**AIM**
Reproduce the records below line for line, omitting the pictures from your reply.

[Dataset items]
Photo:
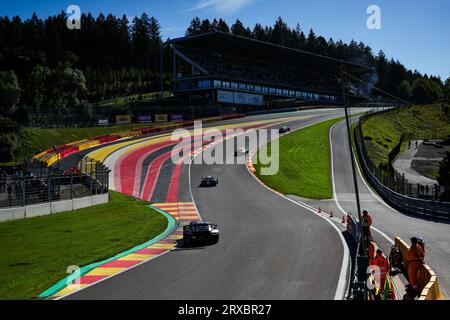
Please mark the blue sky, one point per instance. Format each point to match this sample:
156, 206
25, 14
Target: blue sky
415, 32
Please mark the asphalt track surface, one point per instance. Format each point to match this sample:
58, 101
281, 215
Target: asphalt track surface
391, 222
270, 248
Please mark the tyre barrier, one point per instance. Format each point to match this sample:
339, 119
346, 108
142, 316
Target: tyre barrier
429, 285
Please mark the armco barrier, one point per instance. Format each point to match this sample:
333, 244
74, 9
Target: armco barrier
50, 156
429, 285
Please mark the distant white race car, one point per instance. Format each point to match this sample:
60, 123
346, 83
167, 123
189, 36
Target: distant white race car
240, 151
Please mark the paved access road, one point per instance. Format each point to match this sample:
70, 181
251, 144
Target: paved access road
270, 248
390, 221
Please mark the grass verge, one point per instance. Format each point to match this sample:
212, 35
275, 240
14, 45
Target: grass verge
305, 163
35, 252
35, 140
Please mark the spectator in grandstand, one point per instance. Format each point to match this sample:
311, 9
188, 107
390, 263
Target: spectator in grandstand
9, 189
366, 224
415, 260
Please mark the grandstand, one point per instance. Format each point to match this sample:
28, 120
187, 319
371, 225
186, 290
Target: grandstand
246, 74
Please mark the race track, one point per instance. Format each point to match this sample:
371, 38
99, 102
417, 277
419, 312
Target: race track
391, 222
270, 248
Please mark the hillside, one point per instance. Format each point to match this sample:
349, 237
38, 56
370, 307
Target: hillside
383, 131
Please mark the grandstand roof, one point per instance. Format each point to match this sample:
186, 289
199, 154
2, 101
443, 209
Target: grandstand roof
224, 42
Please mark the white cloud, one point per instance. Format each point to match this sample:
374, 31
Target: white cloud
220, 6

**SOLUTION TO THIS PROBLEM**
Photo:
Please mark the blue sky, one point per instance. Format each point to match this sample:
156, 206
25, 14
Target: blue sky
415, 32
Please mark the asphalt track surface, one point per instance. Format each point to match this sample:
58, 101
281, 215
Target: asphalt track surface
391, 222
270, 248
Please mark the tyre barrier, one point per instance. Format each point to match this sample:
339, 119
346, 108
142, 316
Target: tyre barrier
429, 285
Please mark the armco barrier, one point per instance. Format each point to match this sample:
333, 244
74, 9
Target: armco barrier
50, 156
429, 285
Please mark the distant white race car, one point per instance. Format each point to match this sample:
60, 123
346, 83
167, 123
189, 36
Target: distant white race car
240, 151
Please mark the paved access road, one point per instance. Format each point to match this sample:
70, 181
251, 144
Target: paved access road
270, 248
390, 221
Please mark the grass verge, one point per instance. Format each point to match this sample:
212, 35
275, 240
14, 45
Target: grass verge
305, 163
35, 252
35, 140
Please mark the spectator in grandstand, one point per instance. Format each point to match this sample:
311, 9
188, 107
390, 263
Target: spectator in grandstand
9, 189
366, 224
415, 260
Please mark the grandstand, one point per instance. Format each point to match this sample:
28, 120
187, 319
371, 225
186, 290
Target: grandstand
246, 74
Please mark the race track, one point per instance. Format each point to match this sample:
371, 38
99, 102
417, 277
419, 312
Target: race track
391, 222
270, 248
Please mark the hillside, one point per instance. Format each point to match this sample:
349, 237
38, 56
370, 307
Target: hillside
383, 131
Please mark the grandstand roof, one point per instance. Format each point to match this sample:
186, 289
199, 154
2, 101
443, 209
Target: grandstand roof
224, 42
Please mark the white cloud, one point per instance. Format each point to match this sample:
374, 31
Target: white cloud
220, 6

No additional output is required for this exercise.